• YOUR TASK
Rewrite the data with "ship wake" switched to "boat trail" wherever it appears, leaving everything else unchanged and omitting the pictures.

• DATA SECTION
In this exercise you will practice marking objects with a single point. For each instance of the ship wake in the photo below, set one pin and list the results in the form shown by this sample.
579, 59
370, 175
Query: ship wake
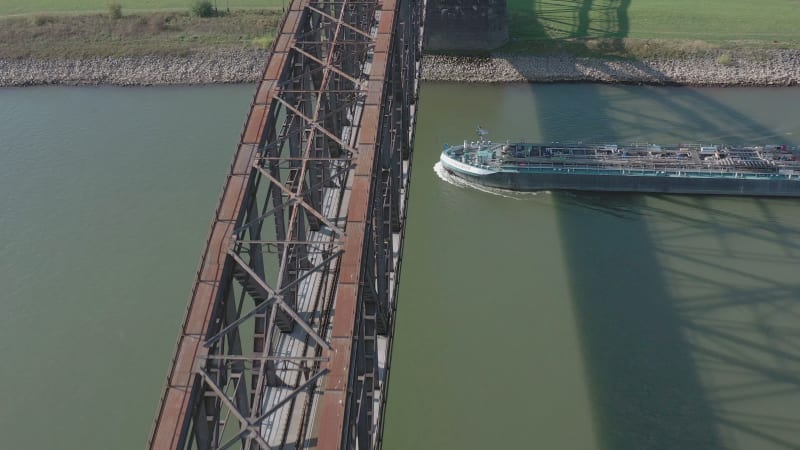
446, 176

• TASK SOLUTION
In this exercise you will practice marking objects with a single point. For each instance of the boat trail in the photo below, set one pin and list the results in the form shown by this sample.
579, 59
370, 175
Query: boat trail
446, 176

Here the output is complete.